> [SUPPLIED DATA]:
%%

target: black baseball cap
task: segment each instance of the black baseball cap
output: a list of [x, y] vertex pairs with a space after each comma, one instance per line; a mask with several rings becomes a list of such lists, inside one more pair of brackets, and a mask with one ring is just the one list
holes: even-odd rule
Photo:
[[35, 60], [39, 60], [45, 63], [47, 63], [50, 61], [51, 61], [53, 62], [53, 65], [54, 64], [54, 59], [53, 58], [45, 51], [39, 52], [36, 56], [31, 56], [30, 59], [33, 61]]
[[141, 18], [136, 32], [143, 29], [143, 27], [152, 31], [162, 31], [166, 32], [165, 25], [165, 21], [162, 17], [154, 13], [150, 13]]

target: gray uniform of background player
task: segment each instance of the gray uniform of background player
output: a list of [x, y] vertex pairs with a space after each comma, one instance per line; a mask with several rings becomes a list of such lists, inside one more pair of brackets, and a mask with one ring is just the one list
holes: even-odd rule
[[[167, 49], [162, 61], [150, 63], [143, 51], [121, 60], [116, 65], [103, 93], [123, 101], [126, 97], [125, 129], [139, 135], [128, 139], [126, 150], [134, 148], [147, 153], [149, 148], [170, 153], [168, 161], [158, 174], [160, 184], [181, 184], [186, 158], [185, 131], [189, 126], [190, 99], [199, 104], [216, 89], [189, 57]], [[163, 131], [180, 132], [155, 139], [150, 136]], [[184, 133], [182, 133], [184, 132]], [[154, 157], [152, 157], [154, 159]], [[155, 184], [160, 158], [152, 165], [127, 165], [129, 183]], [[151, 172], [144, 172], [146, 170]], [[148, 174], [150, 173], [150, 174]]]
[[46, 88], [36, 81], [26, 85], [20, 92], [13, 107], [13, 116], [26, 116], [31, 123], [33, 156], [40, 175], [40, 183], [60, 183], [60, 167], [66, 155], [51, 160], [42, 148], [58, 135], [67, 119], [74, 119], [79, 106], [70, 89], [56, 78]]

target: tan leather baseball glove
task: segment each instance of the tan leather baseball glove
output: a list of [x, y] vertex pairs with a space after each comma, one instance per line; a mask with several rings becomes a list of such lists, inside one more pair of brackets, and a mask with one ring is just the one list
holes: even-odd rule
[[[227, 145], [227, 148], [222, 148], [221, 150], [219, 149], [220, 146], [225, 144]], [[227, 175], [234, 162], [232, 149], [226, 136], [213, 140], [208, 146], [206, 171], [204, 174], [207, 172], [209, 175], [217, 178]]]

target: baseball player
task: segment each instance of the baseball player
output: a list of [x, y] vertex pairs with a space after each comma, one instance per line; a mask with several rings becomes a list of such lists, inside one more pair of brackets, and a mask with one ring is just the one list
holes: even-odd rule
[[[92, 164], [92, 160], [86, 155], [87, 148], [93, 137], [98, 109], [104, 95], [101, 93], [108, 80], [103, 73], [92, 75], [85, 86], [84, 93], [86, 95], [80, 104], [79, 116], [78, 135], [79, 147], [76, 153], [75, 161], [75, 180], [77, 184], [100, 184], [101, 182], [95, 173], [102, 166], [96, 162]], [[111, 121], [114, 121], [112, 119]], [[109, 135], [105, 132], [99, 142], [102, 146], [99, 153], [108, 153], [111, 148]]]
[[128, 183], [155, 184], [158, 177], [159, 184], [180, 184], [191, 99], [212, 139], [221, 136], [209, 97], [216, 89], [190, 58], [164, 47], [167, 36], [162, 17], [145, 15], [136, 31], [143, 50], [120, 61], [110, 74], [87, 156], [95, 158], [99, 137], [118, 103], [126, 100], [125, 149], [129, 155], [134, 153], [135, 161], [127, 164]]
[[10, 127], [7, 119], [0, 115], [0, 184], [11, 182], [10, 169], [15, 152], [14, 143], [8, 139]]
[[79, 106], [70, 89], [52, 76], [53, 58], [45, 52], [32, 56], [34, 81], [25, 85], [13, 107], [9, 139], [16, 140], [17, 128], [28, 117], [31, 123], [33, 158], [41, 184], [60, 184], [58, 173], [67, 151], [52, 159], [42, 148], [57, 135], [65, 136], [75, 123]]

%%

> [WHAT IS NEEDED]: Rewrite everything from the line containing "target: baseball player" down to the end of the listing, changing "vertex pairs" to "coordinate pairs" and leaving all else as it is. Give only those lines.

> [FULL OUTPUT]:
target: baseball player
task: segment each instance of the baseball player
output: a list of [x, y] coordinate pairs with a space after each comma, one instance per line; a mask with several rings becomes a list of such lists, inside one more pair of brackets, and a mask with one ring is just the one list
holes: even-odd rule
[[[92, 164], [92, 160], [86, 155], [87, 148], [93, 137], [98, 109], [104, 95], [101, 93], [108, 80], [103, 73], [92, 75], [85, 86], [84, 93], [86, 95], [80, 104], [79, 116], [78, 135], [79, 147], [76, 153], [75, 161], [75, 180], [77, 184], [100, 184], [101, 182], [95, 173], [102, 166], [96, 162]], [[111, 121], [114, 121], [112, 119]], [[109, 135], [105, 132], [99, 142], [102, 146], [99, 153], [108, 153], [111, 148]]]
[[128, 183], [155, 184], [158, 177], [159, 184], [180, 184], [191, 99], [212, 139], [221, 136], [209, 97], [216, 89], [190, 58], [164, 47], [167, 36], [162, 17], [145, 15], [136, 31], [143, 50], [120, 61], [110, 74], [87, 156], [95, 158], [99, 137], [118, 103], [126, 100], [125, 149], [129, 155], [134, 153], [135, 161], [127, 164]]
[[10, 127], [7, 119], [0, 115], [0, 184], [11, 182], [10, 169], [15, 152], [14, 143], [8, 139]]
[[79, 106], [70, 89], [52, 76], [53, 58], [45, 52], [32, 56], [34, 81], [25, 85], [13, 107], [9, 139], [16, 140], [17, 128], [28, 117], [31, 123], [33, 158], [41, 184], [60, 184], [58, 173], [67, 151], [52, 159], [42, 148], [57, 135], [65, 136], [75, 123]]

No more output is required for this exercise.